** START Supplied information **
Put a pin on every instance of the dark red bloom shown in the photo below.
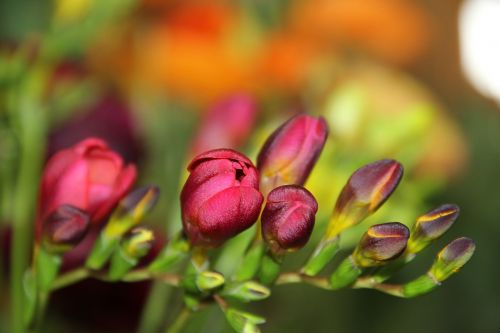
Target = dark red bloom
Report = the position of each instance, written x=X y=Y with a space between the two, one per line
x=290 y=153
x=88 y=176
x=220 y=198
x=288 y=218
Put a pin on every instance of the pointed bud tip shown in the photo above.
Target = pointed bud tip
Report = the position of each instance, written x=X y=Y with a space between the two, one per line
x=461 y=249
x=288 y=218
x=382 y=242
x=452 y=257
x=365 y=191
x=291 y=151
x=375 y=182
x=437 y=221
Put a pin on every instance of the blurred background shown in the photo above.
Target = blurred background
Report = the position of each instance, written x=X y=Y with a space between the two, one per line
x=161 y=81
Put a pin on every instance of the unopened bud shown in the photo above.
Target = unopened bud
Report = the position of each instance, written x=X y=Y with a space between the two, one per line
x=288 y=218
x=291 y=152
x=138 y=242
x=366 y=190
x=382 y=242
x=452 y=257
x=431 y=226
x=64 y=229
x=131 y=210
x=134 y=245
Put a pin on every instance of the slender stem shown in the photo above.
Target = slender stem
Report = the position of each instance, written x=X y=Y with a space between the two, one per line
x=29 y=115
x=82 y=273
x=180 y=321
x=71 y=277
x=295 y=277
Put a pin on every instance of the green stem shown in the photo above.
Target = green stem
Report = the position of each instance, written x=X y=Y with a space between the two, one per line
x=295 y=277
x=82 y=273
x=29 y=117
x=71 y=277
x=180 y=321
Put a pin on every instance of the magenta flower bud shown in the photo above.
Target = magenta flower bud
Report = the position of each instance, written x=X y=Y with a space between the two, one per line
x=366 y=190
x=290 y=153
x=288 y=218
x=220 y=198
x=431 y=226
x=64 y=228
x=89 y=176
x=380 y=243
x=227 y=124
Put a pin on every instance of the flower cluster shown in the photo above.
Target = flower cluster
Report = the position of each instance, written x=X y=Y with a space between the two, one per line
x=224 y=195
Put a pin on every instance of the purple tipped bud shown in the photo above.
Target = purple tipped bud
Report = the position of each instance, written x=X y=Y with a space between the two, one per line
x=452 y=257
x=431 y=226
x=288 y=218
x=290 y=153
x=366 y=190
x=64 y=228
x=382 y=242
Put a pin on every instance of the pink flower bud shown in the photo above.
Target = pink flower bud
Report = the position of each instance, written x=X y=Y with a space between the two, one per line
x=226 y=125
x=88 y=176
x=220 y=198
x=290 y=153
x=288 y=218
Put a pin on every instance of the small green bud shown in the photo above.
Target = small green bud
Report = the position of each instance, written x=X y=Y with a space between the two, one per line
x=431 y=226
x=452 y=257
x=382 y=242
x=138 y=242
x=247 y=291
x=203 y=282
x=131 y=210
x=135 y=245
x=243 y=322
x=345 y=274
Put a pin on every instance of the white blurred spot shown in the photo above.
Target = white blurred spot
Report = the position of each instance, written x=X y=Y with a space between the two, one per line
x=479 y=33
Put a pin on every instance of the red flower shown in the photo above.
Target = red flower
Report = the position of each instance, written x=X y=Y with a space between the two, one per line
x=220 y=198
x=288 y=218
x=88 y=176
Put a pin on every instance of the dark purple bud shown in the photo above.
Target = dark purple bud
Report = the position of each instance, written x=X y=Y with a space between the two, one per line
x=291 y=152
x=366 y=190
x=382 y=242
x=220 y=198
x=288 y=218
x=431 y=226
x=65 y=228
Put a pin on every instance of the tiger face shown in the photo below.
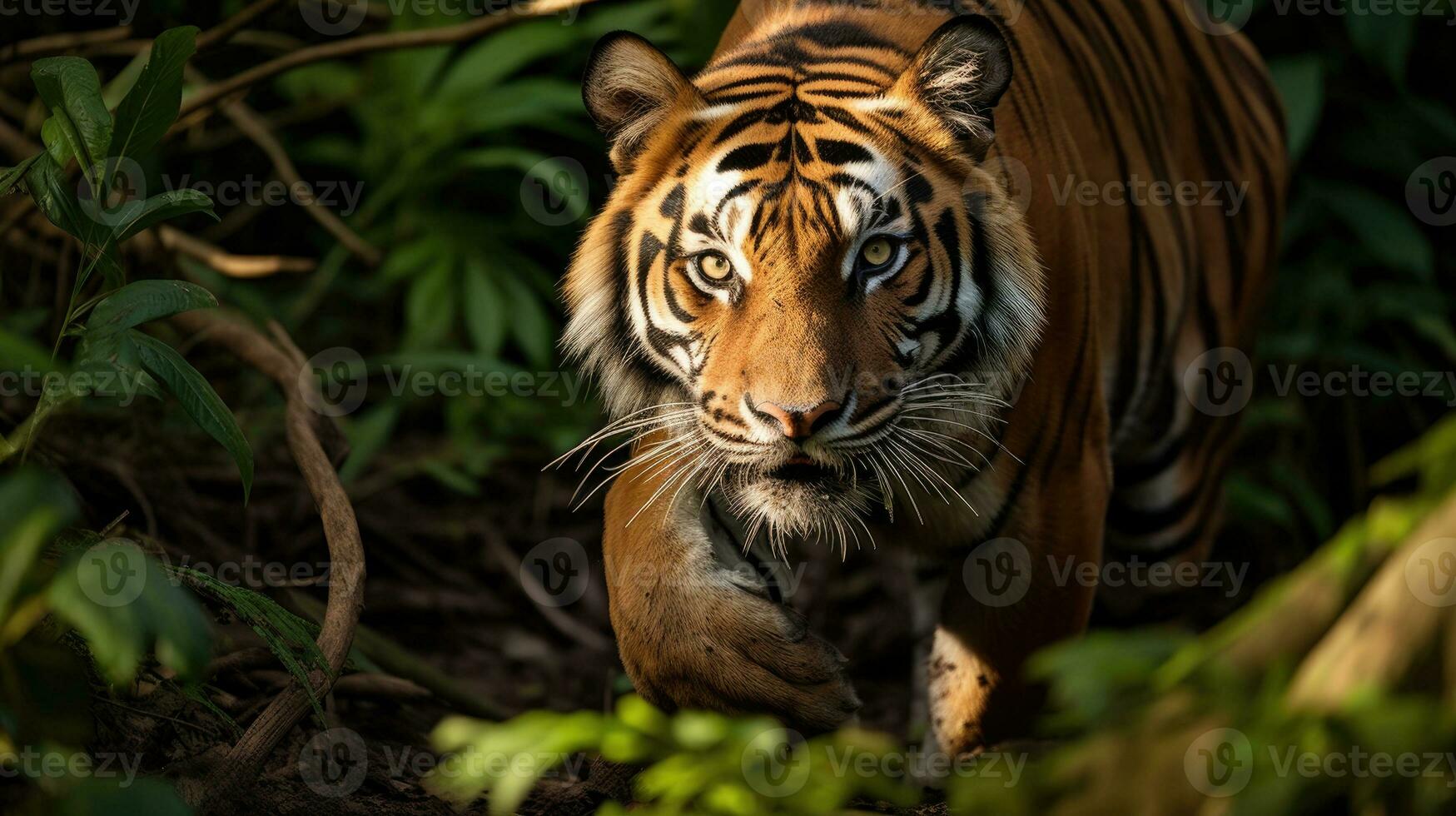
** END Supplied information **
• [The task]:
Find every line in the rows above that contains the word "pointed", and copy each of those lines in full.

• [The solution]:
Put a pin on every instance of the pointed bud tip shown in the photo above.
Target = pointed bud tip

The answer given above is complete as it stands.